TEXTO FORNECIDO:
A história humana não passa do desenvolvimento das classes, das lutas e das
mudanças nas relações entre elas. Em cada fase histórica, pois, em condições
determinadas, certa classe, ou certas classes, agrupam-se num conjunto que se
conhece como povo, e só é válido para tal fase.
Numa
sociedade dividida em classes, a população se reparte em classes dominantes, exploradoras,
de um lado, e classes dominadas, de outro, aquelas que as primeiras oprimem,
exploram e privam de direitos, inclusive e principalmente dos direitos
políticos. Realizam essa exploração, entretanto, afirmando sempre que
representam o povo. Estão interessadas, pois, em que o conceito de povo seja
vago, arbitrário e confuso. Tão confuso que englobe exploradores e explorados.
A
essa ambiguidade, que impede distinguir entre população e povo, junta-se outra,
que impede distinguir entre nação e povo, conceitos que se referem também a
coisas diferentes. Frequentemente, no que se refere a problemas internos, mas
também no que se refere a problemas externos, ou de política exterior, as
classes dominantes, que se dizem povo, afirmam, ao decidir sobre aqueles
problemas segundo os seus interesses de classe, que o fazem em defesa dos
interesses “nacionais”, na preservação dos direitos “nacionais”, e repetem
amiúde a expressão “tradições nacionais”. Confundem, assim, os seus interesses
com os interesses nacionais e supõem encarnar a vontade nacional, isto é, a
vontade do povo. As classes dominantes, entretanto, inclusive porque
minoritárias, não representam o povo, no geral, e nem sempre representam a
nação, embora detenham o poder, dominem o Estado e proclamem a sua identidade
com o que é nacional. Existe o deliberado propósito de confundir todas as
classes e os seus interesses, como se estes fossem comuns e idênticos em todos
os problemas, e a classe que detém a representação política fosse apenas a intérprete
de todas as classes porque com interesses idênticos aos de todas elas.

MATERIAL FORNECIDO:

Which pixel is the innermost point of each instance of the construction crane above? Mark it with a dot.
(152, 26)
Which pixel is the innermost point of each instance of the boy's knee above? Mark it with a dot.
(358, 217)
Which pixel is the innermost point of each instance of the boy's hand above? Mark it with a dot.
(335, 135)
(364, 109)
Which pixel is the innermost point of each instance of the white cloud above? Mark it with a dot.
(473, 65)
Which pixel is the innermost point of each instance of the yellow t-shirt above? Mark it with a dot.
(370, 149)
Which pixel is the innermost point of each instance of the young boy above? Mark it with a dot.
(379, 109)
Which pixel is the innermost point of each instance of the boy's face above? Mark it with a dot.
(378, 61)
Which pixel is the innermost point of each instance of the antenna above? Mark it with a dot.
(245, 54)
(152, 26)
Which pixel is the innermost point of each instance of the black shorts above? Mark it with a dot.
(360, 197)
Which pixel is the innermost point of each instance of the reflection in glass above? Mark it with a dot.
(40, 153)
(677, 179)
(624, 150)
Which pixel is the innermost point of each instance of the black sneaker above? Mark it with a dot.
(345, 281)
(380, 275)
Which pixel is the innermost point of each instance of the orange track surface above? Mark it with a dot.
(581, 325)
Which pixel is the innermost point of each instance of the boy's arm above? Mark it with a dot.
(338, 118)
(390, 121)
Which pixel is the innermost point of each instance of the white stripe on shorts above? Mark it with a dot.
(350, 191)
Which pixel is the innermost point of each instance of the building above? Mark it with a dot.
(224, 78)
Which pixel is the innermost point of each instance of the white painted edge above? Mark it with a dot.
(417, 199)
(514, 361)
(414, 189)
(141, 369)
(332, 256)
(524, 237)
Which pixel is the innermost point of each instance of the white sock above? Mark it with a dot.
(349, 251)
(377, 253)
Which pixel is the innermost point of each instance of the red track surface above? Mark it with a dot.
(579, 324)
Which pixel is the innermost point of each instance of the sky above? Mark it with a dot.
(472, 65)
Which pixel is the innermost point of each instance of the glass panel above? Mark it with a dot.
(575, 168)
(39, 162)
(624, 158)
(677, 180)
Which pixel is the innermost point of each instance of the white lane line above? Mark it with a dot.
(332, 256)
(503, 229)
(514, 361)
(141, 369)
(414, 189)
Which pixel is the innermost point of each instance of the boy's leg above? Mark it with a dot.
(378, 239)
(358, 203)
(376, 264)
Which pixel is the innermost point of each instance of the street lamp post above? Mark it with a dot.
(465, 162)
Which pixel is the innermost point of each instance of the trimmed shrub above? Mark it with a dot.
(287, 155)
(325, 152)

* * *

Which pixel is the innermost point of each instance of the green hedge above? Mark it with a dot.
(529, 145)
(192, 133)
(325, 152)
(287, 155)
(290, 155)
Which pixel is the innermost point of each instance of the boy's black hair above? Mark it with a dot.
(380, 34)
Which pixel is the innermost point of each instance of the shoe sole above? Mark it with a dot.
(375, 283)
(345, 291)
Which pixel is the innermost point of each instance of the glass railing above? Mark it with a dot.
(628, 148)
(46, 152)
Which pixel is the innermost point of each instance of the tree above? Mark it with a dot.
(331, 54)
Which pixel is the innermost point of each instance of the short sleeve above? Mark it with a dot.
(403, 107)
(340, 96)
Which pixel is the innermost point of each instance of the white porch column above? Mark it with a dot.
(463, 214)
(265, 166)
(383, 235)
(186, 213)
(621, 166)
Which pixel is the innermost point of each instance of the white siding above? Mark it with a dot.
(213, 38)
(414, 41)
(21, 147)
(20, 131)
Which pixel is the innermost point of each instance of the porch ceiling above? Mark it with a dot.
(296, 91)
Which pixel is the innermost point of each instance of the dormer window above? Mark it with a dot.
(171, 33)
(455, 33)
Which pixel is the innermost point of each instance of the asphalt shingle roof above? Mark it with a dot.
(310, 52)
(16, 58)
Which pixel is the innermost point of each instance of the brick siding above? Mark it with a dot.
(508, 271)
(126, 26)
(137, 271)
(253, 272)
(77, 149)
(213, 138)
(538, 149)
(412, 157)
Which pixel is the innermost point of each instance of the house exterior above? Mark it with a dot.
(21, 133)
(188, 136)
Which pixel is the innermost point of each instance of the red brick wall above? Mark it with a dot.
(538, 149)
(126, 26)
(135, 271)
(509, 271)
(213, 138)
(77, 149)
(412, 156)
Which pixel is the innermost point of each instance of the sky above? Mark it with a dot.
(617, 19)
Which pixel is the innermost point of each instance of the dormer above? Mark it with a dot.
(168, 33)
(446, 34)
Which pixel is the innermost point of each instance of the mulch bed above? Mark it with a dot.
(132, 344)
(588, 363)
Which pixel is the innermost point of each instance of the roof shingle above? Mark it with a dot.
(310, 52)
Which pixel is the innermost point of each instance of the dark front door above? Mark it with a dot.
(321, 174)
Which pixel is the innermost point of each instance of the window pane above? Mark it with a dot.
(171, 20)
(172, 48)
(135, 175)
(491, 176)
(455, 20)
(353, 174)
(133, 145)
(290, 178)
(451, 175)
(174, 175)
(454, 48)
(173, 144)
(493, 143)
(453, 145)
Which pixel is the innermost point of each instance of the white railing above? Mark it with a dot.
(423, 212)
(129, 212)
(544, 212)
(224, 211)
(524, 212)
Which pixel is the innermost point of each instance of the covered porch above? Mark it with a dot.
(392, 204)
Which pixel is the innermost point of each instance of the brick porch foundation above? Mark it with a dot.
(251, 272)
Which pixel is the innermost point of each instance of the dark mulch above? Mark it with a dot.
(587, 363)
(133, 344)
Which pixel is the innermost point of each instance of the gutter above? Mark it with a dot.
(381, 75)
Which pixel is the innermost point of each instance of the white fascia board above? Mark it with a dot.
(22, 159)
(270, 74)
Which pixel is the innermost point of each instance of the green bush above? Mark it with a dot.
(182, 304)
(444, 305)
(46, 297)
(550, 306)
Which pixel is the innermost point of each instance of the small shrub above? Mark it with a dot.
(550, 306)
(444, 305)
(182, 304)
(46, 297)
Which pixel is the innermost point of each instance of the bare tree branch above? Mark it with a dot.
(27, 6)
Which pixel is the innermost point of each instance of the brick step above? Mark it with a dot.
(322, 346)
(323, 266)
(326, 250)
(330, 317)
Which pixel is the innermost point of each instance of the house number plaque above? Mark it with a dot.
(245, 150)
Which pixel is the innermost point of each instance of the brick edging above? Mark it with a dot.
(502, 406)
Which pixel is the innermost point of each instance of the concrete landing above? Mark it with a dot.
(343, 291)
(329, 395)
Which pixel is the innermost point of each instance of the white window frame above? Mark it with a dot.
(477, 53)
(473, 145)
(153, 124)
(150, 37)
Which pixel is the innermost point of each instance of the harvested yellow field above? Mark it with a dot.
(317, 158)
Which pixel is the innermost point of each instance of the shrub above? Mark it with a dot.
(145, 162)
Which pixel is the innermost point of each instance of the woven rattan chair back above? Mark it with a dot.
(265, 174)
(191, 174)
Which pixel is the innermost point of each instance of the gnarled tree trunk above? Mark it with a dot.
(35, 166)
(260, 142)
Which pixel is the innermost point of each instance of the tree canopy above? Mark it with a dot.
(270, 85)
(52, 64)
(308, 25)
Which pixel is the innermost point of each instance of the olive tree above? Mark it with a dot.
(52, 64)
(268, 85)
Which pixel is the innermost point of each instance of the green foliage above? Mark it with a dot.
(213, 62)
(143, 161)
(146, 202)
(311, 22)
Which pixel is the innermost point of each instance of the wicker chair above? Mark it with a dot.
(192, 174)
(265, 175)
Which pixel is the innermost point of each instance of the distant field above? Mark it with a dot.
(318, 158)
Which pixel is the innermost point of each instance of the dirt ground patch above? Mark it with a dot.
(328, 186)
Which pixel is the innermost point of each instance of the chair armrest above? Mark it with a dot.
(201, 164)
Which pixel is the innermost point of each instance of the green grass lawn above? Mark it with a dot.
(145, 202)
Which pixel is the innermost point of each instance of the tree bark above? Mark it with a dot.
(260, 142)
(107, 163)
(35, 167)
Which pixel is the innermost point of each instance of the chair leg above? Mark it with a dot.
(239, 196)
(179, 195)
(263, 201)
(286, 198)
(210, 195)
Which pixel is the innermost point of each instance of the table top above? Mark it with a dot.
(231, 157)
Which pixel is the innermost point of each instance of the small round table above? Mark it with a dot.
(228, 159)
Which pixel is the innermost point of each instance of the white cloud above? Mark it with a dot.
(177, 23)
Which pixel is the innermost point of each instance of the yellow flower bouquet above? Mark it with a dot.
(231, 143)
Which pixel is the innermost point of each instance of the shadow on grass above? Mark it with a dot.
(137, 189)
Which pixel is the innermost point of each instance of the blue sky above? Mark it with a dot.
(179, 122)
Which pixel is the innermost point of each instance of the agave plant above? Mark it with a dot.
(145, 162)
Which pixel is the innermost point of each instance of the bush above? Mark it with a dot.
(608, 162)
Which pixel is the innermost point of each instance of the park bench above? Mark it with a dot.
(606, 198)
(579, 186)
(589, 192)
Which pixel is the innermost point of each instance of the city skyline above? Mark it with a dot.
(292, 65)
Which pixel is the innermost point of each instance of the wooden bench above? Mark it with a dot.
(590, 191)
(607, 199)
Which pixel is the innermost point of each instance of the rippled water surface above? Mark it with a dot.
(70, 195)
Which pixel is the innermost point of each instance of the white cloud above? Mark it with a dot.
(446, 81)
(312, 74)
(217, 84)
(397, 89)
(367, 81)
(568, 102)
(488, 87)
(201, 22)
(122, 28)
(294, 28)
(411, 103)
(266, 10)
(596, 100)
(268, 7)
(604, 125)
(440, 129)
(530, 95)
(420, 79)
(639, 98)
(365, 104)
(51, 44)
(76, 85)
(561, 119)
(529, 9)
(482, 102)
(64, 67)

TAREFA: Transcreva, do texto sobre classes sociais e povo, o trecho que começa em "A história humana" e segue até "para tal fase.", sem mudar nenhuma palavra.

RESPOSTA:
A história humana não passa do desenvolvimento das classes, das lutas e das
mudanças nas relações entre elas. Em cada fase histórica, pois, em condições
determinadas, certa classe, ou certas classes, agrupam-se num conjunto que se
conhece como povo, e só é válido para tal fase.